### [Available records]
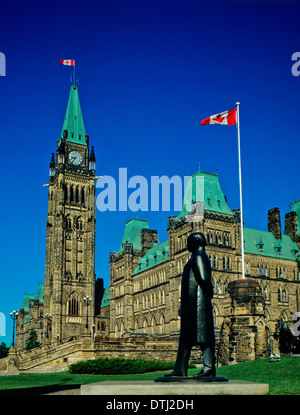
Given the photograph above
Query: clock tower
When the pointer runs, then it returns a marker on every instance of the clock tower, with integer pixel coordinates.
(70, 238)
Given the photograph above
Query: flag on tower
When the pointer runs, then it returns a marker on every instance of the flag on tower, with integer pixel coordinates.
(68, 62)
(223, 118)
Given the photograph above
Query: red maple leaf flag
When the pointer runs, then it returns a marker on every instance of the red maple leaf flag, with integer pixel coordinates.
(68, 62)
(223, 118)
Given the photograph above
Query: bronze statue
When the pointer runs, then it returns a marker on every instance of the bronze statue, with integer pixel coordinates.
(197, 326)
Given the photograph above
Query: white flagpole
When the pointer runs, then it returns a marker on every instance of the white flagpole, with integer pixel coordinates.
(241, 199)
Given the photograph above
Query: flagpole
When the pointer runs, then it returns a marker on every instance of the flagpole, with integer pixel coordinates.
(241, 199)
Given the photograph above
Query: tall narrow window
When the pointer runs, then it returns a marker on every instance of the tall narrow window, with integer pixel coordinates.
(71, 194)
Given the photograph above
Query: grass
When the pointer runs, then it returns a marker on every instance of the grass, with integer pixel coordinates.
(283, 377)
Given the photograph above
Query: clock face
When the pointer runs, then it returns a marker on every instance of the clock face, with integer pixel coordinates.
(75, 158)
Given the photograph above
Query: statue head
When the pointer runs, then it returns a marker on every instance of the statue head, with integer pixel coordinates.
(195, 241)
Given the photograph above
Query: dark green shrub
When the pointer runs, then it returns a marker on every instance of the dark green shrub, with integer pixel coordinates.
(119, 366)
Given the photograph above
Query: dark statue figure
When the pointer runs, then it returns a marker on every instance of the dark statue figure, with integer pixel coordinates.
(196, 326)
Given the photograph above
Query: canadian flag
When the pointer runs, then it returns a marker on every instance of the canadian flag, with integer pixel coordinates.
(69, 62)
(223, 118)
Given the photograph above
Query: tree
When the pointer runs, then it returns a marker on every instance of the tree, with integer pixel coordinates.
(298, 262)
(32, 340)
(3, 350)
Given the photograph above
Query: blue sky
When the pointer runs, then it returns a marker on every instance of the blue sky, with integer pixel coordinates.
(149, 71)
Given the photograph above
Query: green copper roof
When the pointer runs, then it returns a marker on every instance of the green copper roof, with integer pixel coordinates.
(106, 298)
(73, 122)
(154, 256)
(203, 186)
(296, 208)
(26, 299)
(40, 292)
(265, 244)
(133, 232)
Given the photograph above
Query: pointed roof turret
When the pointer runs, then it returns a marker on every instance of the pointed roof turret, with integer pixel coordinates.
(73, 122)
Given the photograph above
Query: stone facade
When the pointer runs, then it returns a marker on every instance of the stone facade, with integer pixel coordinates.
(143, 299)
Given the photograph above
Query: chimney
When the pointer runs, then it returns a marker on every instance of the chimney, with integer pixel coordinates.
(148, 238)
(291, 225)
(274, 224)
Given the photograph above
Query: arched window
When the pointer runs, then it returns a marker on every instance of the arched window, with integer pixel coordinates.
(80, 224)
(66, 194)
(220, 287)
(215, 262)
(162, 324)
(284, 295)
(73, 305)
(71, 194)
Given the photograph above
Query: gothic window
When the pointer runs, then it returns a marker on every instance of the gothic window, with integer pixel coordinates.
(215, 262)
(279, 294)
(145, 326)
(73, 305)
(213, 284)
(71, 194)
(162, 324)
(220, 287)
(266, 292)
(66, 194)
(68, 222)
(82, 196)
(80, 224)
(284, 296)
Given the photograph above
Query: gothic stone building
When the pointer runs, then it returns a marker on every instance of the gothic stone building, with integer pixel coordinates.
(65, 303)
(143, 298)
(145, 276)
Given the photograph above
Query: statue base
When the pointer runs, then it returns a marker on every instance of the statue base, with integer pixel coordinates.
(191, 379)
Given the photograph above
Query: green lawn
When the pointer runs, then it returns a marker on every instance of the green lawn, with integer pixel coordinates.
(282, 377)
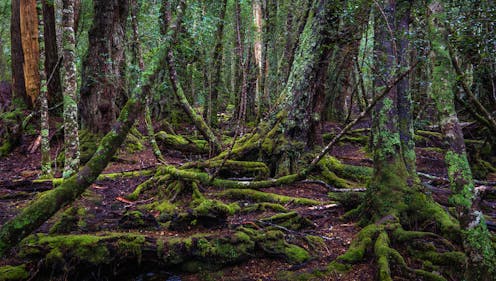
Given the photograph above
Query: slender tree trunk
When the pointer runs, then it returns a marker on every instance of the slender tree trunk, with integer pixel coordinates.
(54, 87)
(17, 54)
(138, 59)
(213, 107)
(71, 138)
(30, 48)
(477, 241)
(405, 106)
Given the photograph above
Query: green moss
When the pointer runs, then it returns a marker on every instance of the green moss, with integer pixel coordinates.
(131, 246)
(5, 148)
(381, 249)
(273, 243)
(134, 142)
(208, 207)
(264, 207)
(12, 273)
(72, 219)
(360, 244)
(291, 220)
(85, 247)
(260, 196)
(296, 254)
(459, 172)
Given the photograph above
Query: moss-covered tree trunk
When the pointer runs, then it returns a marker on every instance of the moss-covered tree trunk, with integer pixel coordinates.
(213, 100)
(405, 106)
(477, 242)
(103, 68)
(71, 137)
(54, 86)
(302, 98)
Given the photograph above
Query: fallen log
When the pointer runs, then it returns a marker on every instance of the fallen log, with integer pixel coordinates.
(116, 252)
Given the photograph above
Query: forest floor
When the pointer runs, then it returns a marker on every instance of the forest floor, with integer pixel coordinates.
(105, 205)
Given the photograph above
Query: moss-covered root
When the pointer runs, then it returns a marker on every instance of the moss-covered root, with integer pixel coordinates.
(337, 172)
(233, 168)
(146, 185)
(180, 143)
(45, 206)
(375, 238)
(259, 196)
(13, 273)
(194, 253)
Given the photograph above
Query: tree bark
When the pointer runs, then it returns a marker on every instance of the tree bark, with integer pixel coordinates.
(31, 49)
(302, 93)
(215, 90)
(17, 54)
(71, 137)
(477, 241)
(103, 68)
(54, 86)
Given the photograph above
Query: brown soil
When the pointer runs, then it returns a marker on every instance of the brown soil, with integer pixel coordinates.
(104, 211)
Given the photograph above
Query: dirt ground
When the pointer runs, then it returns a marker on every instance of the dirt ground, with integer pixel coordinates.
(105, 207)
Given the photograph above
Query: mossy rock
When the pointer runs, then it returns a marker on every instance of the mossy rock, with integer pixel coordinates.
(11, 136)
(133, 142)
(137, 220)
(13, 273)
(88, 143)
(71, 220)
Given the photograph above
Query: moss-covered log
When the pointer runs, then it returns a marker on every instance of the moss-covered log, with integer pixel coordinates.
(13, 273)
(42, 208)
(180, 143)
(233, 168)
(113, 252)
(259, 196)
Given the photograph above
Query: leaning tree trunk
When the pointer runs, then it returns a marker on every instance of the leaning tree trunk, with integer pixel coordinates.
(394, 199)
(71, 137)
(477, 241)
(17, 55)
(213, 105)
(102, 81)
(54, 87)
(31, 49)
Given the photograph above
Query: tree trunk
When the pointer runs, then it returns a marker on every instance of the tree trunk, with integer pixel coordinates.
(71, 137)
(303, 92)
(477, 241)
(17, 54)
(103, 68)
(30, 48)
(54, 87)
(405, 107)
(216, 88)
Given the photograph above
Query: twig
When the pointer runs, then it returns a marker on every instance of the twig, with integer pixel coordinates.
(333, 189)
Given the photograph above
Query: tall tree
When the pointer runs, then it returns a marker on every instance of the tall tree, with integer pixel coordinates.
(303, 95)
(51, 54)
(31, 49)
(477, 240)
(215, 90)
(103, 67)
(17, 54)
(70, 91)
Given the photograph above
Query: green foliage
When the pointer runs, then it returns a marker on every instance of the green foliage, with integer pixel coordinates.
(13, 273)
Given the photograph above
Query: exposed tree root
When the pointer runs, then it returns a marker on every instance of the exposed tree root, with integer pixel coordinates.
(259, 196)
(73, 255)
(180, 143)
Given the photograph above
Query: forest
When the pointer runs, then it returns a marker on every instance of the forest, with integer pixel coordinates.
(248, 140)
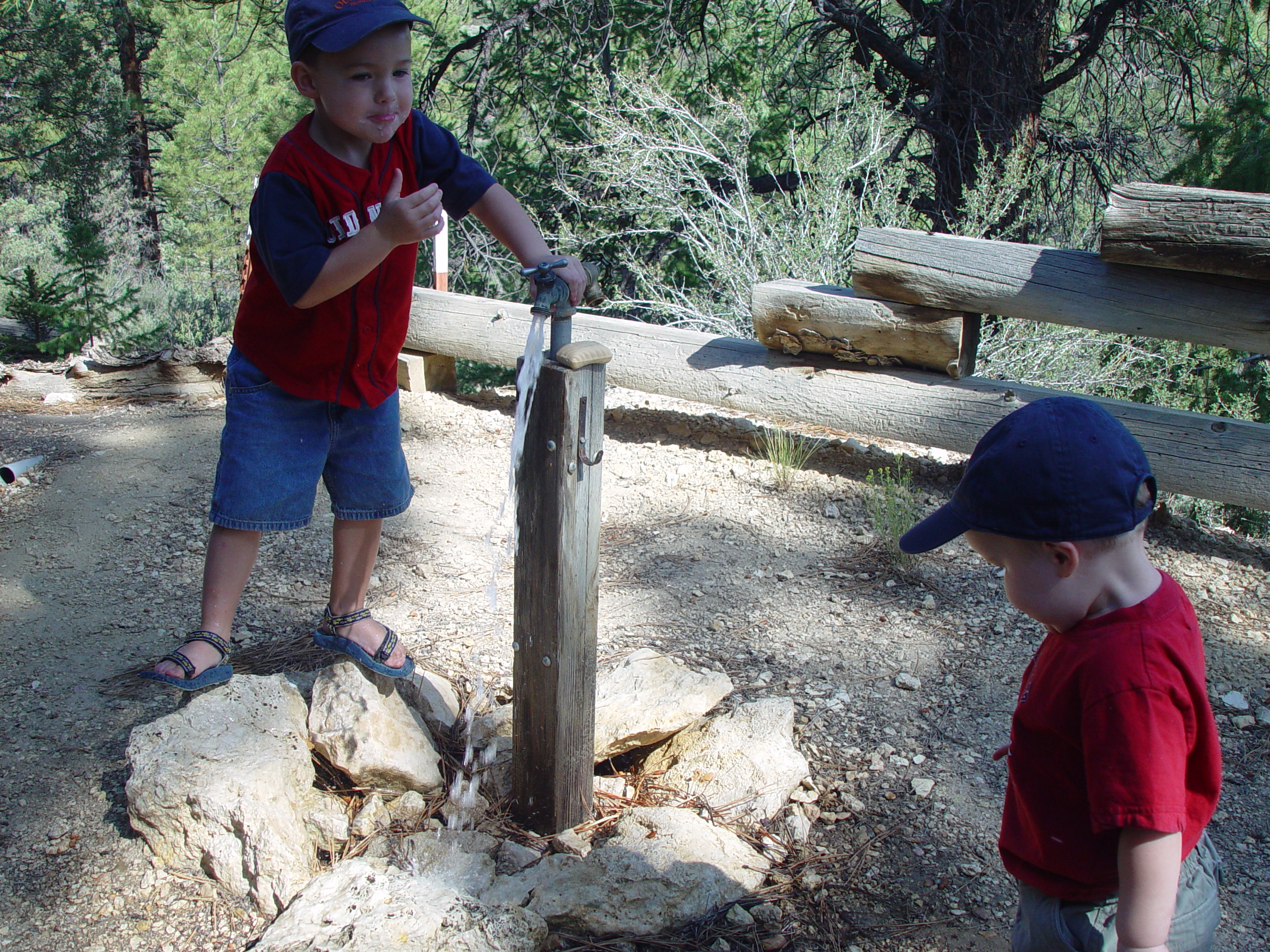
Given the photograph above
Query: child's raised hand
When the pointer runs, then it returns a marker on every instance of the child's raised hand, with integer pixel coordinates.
---
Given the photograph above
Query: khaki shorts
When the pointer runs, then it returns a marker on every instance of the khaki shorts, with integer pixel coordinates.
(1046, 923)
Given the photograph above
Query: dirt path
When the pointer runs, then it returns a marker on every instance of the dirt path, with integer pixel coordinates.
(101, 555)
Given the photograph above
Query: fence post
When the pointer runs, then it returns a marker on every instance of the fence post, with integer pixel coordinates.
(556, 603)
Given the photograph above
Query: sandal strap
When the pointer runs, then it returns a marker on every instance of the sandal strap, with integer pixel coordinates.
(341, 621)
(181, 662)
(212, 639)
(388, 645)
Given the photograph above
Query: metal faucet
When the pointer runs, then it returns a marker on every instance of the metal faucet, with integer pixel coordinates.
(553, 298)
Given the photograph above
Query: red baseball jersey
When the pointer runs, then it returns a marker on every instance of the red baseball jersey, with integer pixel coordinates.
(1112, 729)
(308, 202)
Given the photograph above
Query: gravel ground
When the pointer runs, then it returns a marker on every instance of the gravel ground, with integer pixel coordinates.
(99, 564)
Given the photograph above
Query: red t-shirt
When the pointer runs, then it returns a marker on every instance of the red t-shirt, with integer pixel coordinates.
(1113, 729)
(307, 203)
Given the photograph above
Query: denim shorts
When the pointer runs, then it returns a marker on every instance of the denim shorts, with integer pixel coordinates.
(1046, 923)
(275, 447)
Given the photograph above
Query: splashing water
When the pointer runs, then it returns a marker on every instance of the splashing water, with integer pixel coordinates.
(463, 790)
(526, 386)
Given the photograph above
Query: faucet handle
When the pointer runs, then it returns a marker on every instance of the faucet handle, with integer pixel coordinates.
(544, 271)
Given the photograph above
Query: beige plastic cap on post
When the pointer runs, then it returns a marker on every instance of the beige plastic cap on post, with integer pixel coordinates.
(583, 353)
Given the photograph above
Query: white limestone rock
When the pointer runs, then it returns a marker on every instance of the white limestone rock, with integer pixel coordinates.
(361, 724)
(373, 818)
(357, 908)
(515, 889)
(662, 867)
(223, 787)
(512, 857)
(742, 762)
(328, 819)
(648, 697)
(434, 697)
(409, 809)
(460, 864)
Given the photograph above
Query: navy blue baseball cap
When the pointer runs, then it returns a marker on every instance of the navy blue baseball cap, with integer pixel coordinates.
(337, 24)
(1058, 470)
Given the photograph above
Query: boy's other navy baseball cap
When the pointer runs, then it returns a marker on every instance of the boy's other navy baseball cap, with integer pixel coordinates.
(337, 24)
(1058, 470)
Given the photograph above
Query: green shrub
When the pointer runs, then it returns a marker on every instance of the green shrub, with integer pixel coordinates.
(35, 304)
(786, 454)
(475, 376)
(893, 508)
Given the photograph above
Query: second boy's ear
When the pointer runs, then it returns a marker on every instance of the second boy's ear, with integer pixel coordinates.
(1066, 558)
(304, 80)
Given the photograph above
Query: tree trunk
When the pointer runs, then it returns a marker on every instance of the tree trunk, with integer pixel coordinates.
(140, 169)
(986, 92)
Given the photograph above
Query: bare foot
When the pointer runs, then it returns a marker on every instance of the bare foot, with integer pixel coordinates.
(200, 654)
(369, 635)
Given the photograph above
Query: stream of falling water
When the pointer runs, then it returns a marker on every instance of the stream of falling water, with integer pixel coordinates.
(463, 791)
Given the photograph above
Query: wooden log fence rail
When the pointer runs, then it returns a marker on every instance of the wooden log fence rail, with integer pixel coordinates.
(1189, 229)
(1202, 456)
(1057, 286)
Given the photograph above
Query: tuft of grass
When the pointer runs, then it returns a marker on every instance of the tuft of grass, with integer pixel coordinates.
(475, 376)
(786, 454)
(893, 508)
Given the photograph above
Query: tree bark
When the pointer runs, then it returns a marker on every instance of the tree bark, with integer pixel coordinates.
---
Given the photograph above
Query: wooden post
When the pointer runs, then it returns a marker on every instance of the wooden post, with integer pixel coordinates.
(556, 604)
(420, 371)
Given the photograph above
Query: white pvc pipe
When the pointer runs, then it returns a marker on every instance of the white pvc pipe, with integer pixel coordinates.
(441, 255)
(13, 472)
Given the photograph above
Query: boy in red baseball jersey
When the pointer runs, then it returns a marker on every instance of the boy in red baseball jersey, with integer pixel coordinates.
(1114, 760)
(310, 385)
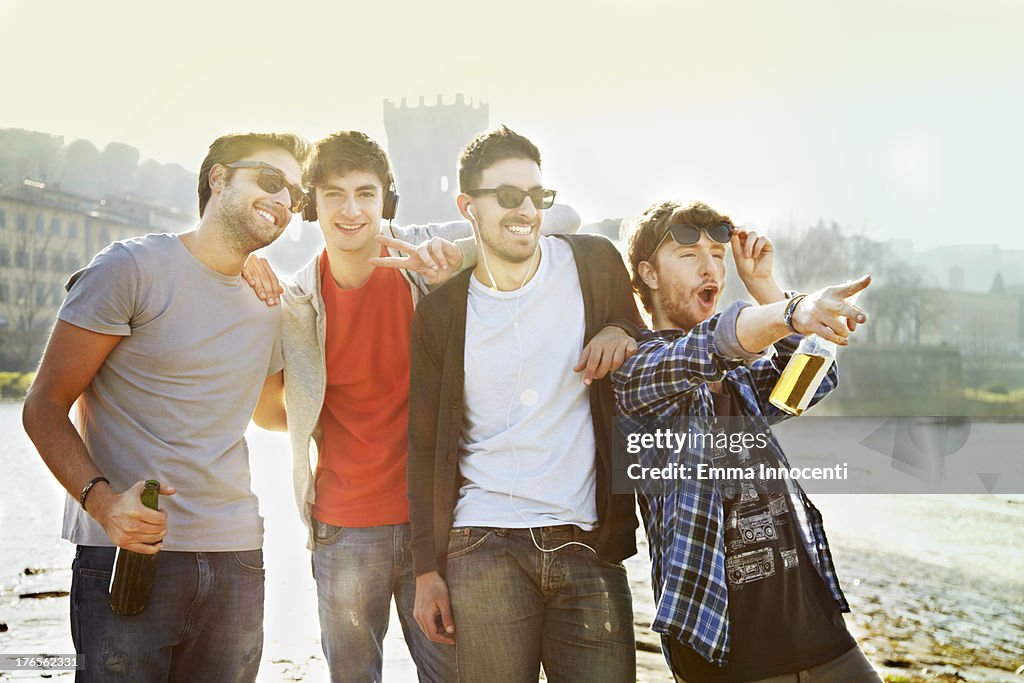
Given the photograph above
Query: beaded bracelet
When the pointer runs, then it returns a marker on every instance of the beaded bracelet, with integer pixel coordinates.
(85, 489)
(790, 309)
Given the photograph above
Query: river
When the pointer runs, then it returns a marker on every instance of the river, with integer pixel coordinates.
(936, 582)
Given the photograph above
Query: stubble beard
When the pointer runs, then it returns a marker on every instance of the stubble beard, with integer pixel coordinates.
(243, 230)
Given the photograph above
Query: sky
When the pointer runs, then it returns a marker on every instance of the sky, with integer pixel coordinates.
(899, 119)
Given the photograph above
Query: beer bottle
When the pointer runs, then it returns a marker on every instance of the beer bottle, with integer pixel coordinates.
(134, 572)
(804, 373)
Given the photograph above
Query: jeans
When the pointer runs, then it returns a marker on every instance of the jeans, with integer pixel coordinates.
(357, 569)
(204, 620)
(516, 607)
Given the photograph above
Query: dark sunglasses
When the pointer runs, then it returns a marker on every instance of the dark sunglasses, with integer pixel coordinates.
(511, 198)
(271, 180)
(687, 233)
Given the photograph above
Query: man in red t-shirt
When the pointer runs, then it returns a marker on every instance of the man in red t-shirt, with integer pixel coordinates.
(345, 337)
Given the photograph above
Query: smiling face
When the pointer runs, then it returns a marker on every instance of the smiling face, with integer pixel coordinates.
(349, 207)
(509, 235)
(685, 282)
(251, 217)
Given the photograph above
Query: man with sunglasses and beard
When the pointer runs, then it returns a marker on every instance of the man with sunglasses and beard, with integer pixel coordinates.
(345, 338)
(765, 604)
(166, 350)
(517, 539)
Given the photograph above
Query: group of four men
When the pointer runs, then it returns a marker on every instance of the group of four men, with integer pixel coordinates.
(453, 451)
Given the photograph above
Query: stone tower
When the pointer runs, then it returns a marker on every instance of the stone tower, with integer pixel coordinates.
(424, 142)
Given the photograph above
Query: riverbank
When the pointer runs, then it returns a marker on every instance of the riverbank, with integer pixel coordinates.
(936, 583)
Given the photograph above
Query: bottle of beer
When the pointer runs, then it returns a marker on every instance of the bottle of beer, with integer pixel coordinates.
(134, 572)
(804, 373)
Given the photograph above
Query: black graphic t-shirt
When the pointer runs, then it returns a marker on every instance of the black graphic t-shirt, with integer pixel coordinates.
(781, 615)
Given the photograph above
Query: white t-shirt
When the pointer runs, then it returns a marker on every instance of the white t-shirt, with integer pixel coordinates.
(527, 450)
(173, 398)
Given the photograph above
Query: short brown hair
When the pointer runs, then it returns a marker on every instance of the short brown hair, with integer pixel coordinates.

### [Written request]
Show every one of the lines above that contains the string "pointed", matching case exactly.

### [Worked solution]
Query: pointed roof turret
When the pointer runs, then it returns a marker on every instance of the pointed roof turret, with integer pixel coordinates.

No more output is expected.